EXERCISE: From the guitar pickup discussion, output everything from "None of them, especially" down to "half a humbucker.", unchanged.

━━━ READING PASSAGE ━━━

Anyway, my prefered set up was a humbucker in the bridge position (custom wound pickup that was made for me back in the late 80's) and the bridge pickup out of a 70's strat in the neck position.

I was always playing explorers, flying V's, Iceman type guitars and always just had to shoe-horn the single coil into the humbucker bezel. I want to see if I can avoid that by just coil tapping a humbucker.

So my question is, which humbucker sounds most like a strat pickup when coil tapped? That sort of 'deep and bright' thing that old strats tend to have.
 
I know. The only reason I never used that was because it didn't exist 25 years ago when I started doing it and I had the same two main guitars until I was done playing. If it aint broke...

If at all possible, I would like to keep the stock look of the guitar AND add the humbucking neck pickup sound to arsenal.
 
So my question is, which humbucker sounds most like a strat pickup when coil tapped? That sort of 'deep and bright' thing that old strats tend to have.
None of them, especially not an "old strat" sound. Half a humbucker does not equal a single coil; the construction is different. A good single coil will have pole pieces that are magnets themselves. A humbucker will have plain metal pole pieces with bar magnets on the bottom (the same way really cheap single coils are made - ie the ones that don't sound right). They work differently and sound different as a result. You might find something that sounds okay, but you'll never get a proper single coil tone from half a humbucker.

━━━ EXTRACTED ENTRIES ━━━

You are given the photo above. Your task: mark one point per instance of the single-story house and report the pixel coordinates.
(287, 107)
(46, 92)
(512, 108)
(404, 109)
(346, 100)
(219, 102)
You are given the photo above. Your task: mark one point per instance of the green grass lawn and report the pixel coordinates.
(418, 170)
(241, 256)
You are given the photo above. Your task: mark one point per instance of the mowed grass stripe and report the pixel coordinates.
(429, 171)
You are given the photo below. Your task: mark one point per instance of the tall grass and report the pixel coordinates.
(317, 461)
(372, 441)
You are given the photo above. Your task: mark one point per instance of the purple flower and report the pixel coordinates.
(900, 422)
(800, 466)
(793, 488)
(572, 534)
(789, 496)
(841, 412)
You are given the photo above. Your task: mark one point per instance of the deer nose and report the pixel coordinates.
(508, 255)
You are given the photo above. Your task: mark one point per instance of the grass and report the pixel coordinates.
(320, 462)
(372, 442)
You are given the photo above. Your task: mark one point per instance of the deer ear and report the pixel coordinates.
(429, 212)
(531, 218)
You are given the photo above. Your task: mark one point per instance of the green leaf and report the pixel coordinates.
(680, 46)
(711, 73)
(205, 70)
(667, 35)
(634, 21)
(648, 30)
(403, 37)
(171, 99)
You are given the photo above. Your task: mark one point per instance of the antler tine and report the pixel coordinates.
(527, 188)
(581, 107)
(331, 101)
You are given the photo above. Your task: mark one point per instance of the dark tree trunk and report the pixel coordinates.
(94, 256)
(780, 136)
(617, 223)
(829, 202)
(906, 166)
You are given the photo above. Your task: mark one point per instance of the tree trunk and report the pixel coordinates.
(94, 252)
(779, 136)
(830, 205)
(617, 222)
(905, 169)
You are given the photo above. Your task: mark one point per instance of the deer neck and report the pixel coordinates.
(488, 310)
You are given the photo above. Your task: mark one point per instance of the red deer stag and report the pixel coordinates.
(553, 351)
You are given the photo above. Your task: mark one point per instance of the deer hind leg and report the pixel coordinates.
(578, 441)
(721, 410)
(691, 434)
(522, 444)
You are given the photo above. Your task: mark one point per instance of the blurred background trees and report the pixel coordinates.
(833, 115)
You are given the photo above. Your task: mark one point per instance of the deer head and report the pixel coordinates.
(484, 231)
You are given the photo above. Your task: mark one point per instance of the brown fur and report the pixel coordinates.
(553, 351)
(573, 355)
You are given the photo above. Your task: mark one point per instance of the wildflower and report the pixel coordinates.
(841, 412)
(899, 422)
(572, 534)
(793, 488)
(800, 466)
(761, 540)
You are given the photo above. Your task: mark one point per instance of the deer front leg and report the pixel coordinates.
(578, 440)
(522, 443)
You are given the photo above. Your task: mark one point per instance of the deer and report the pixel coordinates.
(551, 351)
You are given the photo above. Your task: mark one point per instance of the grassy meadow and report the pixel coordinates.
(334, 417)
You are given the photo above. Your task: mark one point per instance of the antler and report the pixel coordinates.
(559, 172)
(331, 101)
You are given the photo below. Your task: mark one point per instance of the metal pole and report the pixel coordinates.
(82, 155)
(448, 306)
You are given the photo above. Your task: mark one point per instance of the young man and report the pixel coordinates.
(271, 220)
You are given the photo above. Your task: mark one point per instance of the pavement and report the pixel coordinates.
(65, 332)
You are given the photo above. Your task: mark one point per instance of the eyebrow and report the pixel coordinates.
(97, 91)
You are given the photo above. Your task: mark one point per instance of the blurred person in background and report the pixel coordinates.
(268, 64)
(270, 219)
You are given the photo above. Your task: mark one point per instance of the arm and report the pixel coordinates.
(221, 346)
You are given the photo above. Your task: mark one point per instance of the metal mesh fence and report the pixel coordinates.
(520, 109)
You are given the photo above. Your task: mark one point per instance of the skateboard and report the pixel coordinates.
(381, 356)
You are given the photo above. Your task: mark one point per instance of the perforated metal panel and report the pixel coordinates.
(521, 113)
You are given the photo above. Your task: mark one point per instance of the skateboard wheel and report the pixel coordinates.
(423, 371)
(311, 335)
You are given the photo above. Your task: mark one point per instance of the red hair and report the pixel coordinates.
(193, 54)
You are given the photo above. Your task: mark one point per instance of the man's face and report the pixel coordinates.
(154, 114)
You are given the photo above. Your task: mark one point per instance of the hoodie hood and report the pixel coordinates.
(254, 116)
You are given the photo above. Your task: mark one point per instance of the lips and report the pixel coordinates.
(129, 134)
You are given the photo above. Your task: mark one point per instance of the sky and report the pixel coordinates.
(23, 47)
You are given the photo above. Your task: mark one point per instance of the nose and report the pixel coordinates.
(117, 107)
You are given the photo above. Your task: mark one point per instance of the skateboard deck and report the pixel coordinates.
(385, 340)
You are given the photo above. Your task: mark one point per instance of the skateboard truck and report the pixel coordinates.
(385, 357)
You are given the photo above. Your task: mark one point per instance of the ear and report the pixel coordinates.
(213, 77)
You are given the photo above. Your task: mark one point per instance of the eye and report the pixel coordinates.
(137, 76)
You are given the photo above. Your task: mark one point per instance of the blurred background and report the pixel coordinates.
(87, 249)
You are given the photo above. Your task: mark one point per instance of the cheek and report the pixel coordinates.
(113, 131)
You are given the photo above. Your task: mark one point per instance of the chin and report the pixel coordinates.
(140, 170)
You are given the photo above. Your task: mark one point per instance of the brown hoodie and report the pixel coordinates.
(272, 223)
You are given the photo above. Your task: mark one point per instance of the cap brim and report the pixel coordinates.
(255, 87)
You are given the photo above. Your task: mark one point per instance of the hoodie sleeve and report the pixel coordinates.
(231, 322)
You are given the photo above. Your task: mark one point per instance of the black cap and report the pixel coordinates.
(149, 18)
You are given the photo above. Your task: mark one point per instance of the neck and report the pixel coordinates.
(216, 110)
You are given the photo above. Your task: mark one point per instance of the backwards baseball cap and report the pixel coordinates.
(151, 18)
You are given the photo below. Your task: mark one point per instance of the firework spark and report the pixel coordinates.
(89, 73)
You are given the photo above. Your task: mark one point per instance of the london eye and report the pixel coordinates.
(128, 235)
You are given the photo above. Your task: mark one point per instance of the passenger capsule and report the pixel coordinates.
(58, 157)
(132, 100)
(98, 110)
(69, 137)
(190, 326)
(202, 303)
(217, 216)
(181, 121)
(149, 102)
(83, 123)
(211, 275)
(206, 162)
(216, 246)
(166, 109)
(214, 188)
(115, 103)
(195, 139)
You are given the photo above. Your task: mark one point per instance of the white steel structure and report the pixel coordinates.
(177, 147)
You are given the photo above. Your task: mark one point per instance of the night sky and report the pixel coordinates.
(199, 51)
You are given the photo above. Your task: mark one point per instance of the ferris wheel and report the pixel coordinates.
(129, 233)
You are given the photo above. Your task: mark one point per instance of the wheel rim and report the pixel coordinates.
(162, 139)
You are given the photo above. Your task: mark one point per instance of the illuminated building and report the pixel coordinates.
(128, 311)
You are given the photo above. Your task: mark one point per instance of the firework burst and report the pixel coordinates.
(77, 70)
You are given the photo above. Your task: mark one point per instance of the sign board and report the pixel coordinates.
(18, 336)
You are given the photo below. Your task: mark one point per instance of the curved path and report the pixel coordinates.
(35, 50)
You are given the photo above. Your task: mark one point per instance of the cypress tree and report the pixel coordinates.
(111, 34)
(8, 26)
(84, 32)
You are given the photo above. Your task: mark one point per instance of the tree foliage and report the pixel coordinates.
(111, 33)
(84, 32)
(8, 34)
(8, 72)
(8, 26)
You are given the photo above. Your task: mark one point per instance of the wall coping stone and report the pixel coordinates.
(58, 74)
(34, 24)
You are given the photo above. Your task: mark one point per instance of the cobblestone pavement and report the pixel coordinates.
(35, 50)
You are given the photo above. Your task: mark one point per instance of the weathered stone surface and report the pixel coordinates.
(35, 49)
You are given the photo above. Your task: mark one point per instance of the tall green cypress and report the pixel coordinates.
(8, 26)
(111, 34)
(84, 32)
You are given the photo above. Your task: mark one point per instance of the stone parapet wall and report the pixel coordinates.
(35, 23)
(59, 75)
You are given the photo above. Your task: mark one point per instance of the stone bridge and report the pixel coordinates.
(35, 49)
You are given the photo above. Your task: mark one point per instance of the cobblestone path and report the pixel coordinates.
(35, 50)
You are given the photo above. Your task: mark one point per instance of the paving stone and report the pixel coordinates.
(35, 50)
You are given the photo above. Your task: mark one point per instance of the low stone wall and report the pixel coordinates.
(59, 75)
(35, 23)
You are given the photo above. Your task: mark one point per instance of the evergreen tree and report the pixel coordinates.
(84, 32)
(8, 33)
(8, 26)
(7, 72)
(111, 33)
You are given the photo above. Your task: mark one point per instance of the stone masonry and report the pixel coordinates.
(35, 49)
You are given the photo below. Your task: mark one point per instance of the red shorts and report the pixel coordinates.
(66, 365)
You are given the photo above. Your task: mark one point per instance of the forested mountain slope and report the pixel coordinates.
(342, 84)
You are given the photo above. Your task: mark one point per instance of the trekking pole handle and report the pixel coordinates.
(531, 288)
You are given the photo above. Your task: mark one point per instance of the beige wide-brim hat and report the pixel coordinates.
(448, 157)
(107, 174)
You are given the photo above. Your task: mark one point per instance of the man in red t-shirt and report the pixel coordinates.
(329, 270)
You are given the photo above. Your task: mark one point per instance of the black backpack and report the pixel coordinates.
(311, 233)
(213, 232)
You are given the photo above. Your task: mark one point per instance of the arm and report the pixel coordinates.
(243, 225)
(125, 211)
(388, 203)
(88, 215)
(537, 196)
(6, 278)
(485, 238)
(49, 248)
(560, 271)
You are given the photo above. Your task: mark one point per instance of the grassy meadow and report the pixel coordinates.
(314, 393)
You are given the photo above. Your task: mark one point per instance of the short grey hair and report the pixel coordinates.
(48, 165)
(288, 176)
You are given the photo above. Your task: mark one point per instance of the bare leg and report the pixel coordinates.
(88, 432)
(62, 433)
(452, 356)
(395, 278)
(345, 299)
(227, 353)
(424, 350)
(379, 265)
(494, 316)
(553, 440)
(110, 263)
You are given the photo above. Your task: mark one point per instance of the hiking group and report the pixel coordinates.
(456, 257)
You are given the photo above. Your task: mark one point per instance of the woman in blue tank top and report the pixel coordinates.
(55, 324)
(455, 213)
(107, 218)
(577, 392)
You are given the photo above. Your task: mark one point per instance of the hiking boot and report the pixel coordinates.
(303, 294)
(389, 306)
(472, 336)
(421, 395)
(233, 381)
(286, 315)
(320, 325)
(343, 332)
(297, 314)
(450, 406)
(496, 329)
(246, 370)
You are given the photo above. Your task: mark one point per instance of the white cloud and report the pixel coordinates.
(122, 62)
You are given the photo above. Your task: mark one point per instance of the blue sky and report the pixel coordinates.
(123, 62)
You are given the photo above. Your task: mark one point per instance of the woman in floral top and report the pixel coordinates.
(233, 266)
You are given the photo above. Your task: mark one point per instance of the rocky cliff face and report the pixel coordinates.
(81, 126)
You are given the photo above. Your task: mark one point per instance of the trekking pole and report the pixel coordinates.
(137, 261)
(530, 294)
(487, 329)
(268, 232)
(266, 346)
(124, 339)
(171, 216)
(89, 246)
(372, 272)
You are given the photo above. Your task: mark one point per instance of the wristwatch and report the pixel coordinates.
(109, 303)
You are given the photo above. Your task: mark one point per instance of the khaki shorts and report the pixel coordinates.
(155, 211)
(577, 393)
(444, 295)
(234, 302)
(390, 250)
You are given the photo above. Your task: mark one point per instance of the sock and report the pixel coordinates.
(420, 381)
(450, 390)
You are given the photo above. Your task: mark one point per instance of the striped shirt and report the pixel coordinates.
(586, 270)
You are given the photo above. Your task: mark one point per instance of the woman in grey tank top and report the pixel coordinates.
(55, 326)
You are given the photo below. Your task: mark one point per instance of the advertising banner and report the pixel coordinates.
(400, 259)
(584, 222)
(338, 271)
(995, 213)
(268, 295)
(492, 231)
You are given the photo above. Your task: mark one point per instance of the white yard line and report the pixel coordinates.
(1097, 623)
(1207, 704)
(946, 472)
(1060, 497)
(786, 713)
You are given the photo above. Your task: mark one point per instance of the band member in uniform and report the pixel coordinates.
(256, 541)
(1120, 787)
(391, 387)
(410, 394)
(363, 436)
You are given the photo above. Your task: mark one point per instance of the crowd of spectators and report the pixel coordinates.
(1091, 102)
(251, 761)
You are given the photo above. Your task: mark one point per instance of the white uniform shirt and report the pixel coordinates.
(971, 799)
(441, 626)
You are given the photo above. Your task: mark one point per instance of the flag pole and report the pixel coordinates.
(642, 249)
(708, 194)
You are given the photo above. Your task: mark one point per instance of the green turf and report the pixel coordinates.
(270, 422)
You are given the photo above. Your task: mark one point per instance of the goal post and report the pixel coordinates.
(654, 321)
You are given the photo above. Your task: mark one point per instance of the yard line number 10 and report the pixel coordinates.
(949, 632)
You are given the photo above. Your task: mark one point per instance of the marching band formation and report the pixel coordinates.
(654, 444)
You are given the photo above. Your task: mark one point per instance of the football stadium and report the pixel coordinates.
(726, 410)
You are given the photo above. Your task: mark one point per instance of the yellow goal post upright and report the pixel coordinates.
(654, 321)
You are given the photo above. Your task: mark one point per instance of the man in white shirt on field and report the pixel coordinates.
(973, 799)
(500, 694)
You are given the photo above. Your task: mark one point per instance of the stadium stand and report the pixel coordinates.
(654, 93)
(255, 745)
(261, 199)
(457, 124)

━━━

ANSWER TO THIS EXERCISE:
None of them, especially not an "old strat" sound. Half a humbucker does not equal a single coil; the construction is different. A good single coil will have pole pieces that are magnets themselves. A humbucker will have plain metal pole pieces with bar magnets on the bottom (the same way really cheap single coils are made - ie the ones that don't sound right). They work differently and sound different as a result. You might find something that sounds okay, but you'll never get a proper single coil tone from half a humbucker.